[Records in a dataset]
----

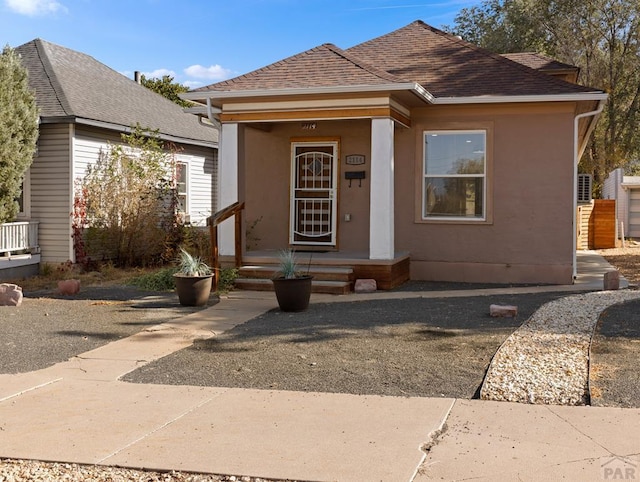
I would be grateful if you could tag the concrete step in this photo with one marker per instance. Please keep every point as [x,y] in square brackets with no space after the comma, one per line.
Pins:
[317,286]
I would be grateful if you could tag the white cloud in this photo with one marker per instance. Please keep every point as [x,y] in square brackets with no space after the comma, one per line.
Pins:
[214,72]
[35,7]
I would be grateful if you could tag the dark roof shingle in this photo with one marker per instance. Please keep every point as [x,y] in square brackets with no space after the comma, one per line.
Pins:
[71,84]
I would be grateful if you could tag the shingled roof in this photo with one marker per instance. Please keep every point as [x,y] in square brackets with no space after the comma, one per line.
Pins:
[538,61]
[444,65]
[322,66]
[74,87]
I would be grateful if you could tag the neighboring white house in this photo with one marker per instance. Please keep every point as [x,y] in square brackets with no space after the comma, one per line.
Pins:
[625,190]
[84,106]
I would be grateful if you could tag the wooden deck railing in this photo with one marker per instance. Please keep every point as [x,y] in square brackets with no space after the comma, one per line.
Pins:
[234,209]
[18,236]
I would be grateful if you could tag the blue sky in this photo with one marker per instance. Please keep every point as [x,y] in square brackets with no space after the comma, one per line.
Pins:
[199,42]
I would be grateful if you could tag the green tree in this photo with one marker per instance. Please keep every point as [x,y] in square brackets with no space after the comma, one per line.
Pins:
[18,130]
[602,37]
[166,87]
[125,206]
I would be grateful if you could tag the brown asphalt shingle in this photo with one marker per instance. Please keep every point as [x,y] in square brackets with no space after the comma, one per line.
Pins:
[443,64]
[322,66]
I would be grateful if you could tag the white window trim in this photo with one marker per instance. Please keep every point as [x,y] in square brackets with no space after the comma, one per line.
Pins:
[25,212]
[184,164]
[457,219]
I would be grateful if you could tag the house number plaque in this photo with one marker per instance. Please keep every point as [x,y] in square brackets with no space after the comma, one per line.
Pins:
[355,159]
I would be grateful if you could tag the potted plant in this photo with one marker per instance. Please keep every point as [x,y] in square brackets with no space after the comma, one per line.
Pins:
[193,280]
[293,290]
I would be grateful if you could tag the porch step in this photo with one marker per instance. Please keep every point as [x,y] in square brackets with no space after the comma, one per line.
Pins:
[317,286]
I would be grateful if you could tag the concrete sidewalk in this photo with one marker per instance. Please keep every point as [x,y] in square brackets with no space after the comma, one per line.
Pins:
[78,411]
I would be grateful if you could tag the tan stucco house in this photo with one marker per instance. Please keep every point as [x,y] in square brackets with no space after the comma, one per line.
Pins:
[412,155]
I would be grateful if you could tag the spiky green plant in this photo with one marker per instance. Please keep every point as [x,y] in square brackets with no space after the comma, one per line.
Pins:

----

#### [REQUIREMENTS]
Swap "marker" for "dot" throughout the lines above, and write the lines out again with everything else unchanged. Leave the pictures out.

#### [SOLUTION TO THE EXERCISE]
I would be grateful if you could tag the concrete step in this photo with one dot per instance. Please keep every point as [x,y] in square brackets with no space after the comma, one per line.
Pins:
[317,286]
I would be grateful if you could tag the white cloud in this photo with one dot per instance. Please keep every point as [x,y] in square brackets with no space after the comma, one per line.
Pins:
[214,72]
[35,7]
I would be grateful if you could tag the dark roof shingle in this photo with one dot per instance. Please keep every point as [x,y] in square brackets with no space after the comma, one per line.
Pins:
[71,84]
I would be grateful if you could tag the shingled roof in this photo with one dot per instance. Please keep every point as [x,y] in square brackets with no space after the comma, one per line.
Pins:
[538,61]
[444,65]
[322,66]
[74,87]
I would be grateful if you could tag the neighboring white house in this photo with one dot per instance. Please keep every point as [x,y] in square brackets with no space after the comma, one per line.
Pins:
[625,190]
[84,106]
I would be grateful if you could tag the wooden deck railing in this photo with one dot per instance. Please keep every point as [x,y] in square brackets with no space after the comma, one per line.
Pins:
[234,209]
[18,236]
I would be grateful if you could tag the blue sky in this photo with one dot per instance. Please keep every point as [x,y] in square brackets with no space after the comma, one per line.
Pins:
[199,42]
I would be grateful if you could tag the green tree in this photo with one dot per instance. Please keep every point as [x,y] in square brackets with no space after the comma, one per line.
Pins:
[18,130]
[602,37]
[166,87]
[125,206]
I would be grateful if you could tag the brown asphalt shingle in this photo with one dot per instance. Please keep every point as [x,y] in square brackets with no space after the comma, one per line.
Pins:
[443,64]
[322,66]
I would be grateful if you could tag the white window trim in this photo with one dot per instance. Please keep every point as [x,y] in square brackets with no space after the comma, one per line.
Pins:
[25,212]
[184,164]
[457,219]
I would be grateful if you could tag the house number plaque in this photo with one dot per instance. Please keep every point as [x,y] in square brackets with no space after the comma, one per line.
Pins:
[355,159]
I would be grateful if you could tag the potted plant in this photo with one dot per instance. Please keep every point as [x,y] in square brackets with no space after the comma, one per line.
Pins:
[193,280]
[293,290]
I would be grateful if you could tag the porch step in this photo with one dot per instance. Please keep every point as [x,y] in square brackets with no space after the comma, one per line.
Pins:
[317,286]
I would be grateful if you could tag the concrete sidewalk in this photo with one dot per instance. Please keep every point as [x,y] in square brackets with no space after the comma, one per line.
Pins:
[78,411]
I would be grateful if you could tag the tan stucco house in this photo with one dot per instance. Please keep every point as [x,y] in square brackets with no space after the comma, one per line.
Pins:
[412,155]
I would be grateful if you could tag the spiky green plant in this photo with one dot per instance. Please keep every point as [x,y] in square brackets with no space after the comma, one per line.
Pins:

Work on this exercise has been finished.